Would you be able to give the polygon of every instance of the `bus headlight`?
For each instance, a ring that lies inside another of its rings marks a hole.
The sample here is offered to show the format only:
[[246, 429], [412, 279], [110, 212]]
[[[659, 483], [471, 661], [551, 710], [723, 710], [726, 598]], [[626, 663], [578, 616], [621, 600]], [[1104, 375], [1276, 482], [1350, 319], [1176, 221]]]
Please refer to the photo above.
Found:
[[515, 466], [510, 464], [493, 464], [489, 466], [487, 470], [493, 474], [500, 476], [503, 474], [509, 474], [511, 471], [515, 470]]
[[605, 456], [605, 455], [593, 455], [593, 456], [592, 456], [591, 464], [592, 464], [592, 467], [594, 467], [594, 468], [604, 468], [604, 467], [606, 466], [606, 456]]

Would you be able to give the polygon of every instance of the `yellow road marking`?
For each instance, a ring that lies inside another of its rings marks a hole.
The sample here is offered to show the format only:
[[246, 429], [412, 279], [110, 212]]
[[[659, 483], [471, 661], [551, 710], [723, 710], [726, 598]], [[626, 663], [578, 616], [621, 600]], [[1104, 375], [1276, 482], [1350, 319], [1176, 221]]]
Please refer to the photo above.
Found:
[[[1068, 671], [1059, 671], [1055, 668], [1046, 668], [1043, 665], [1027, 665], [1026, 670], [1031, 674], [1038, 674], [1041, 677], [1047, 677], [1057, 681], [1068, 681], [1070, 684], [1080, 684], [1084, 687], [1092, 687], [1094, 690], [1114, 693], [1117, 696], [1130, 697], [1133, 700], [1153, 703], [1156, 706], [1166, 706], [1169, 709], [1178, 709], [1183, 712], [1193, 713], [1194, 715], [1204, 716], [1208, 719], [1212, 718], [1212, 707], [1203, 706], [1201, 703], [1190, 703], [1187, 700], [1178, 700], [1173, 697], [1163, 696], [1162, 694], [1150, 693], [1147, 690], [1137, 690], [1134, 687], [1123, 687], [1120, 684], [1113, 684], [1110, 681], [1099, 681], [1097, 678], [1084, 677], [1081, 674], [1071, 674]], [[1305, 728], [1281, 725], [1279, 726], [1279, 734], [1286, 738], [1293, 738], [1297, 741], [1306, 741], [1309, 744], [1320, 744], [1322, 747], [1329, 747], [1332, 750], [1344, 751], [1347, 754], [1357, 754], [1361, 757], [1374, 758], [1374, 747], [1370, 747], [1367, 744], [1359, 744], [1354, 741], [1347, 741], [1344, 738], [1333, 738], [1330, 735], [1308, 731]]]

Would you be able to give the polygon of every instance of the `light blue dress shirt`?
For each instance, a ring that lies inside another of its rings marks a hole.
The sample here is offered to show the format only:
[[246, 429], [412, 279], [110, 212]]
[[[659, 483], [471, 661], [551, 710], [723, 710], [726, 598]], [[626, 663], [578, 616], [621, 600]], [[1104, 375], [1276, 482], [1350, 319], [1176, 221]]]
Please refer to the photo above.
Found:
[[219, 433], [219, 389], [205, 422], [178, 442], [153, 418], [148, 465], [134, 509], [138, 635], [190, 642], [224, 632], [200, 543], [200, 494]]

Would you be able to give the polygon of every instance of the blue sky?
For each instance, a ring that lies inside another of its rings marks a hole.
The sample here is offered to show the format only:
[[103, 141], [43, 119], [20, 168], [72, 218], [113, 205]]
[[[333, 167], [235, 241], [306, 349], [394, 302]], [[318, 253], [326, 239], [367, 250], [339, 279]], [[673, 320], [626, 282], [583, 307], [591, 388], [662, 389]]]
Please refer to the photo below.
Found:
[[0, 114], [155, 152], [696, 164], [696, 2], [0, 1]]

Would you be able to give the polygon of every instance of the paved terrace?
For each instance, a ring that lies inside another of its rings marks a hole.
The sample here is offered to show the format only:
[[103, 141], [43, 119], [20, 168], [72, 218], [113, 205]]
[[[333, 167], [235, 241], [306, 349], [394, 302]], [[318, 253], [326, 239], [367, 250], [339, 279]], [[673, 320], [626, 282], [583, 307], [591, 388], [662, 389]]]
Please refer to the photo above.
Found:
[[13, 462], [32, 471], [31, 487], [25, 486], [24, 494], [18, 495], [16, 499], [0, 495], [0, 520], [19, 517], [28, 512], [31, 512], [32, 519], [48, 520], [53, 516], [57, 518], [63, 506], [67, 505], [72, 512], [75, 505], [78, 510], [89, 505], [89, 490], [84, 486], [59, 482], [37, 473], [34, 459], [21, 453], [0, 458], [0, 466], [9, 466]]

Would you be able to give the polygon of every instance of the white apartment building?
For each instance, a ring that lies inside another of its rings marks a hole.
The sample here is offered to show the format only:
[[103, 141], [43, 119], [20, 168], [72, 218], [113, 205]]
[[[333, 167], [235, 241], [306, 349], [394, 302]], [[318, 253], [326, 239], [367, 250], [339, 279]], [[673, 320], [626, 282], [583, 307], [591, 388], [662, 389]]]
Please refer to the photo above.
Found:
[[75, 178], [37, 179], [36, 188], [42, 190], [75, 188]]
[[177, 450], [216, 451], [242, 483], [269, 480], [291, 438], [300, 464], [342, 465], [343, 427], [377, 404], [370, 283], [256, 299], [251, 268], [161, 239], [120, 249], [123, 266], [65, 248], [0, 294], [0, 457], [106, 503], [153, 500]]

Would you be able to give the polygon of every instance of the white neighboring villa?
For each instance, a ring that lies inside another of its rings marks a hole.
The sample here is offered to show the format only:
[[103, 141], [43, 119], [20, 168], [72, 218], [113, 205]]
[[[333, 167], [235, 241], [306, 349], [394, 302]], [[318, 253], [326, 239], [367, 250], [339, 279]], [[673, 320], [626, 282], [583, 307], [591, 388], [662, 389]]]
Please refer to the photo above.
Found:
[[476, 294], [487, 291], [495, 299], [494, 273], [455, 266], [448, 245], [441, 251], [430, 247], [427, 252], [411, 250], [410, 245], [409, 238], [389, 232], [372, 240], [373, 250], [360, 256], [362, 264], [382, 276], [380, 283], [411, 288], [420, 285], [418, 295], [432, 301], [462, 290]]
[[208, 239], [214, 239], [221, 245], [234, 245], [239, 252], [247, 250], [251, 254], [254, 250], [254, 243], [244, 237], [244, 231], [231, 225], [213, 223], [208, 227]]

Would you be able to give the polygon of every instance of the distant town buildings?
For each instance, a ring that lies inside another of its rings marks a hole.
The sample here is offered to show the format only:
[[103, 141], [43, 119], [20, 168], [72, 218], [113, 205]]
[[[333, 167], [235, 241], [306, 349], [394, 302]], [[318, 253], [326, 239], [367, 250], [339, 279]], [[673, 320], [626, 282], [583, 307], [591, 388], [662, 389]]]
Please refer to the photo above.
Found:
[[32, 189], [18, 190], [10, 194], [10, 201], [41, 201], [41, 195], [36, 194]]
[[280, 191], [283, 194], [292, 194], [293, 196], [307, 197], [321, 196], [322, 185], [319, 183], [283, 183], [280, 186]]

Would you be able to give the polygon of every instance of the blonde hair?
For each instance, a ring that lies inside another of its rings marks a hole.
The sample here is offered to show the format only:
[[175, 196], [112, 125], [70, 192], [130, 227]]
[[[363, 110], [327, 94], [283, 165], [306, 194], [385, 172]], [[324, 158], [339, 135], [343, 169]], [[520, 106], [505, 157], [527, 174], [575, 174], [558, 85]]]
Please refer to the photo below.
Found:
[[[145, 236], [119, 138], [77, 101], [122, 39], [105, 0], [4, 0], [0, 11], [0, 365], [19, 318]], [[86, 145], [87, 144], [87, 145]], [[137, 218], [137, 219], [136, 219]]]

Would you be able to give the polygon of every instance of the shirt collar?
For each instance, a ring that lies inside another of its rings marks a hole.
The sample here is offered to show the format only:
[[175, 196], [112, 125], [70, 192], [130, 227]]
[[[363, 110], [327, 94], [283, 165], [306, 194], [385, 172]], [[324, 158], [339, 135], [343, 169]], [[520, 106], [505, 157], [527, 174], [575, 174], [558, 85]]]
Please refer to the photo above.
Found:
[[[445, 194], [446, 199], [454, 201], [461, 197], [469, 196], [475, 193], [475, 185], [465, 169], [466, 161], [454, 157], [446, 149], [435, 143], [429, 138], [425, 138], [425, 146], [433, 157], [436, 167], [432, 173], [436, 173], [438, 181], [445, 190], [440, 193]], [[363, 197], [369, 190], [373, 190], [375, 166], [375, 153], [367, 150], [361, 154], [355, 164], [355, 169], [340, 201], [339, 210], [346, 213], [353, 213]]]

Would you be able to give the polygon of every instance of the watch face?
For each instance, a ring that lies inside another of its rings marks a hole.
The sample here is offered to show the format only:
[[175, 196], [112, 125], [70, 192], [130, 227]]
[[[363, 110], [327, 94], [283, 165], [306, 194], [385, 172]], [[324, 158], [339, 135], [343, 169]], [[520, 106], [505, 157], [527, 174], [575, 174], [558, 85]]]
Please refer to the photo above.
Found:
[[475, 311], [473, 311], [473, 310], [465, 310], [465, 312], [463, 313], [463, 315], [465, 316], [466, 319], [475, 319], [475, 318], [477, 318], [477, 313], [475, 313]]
------------------------------------------------
Required action - For each line in the data that holds the word "shirt", copy the line.

Exercise solution -
Would you be able to give the polygon of every instance of the `light blue dress shirt`?
Would you be able to give the polygon of every instance of the shirt collar?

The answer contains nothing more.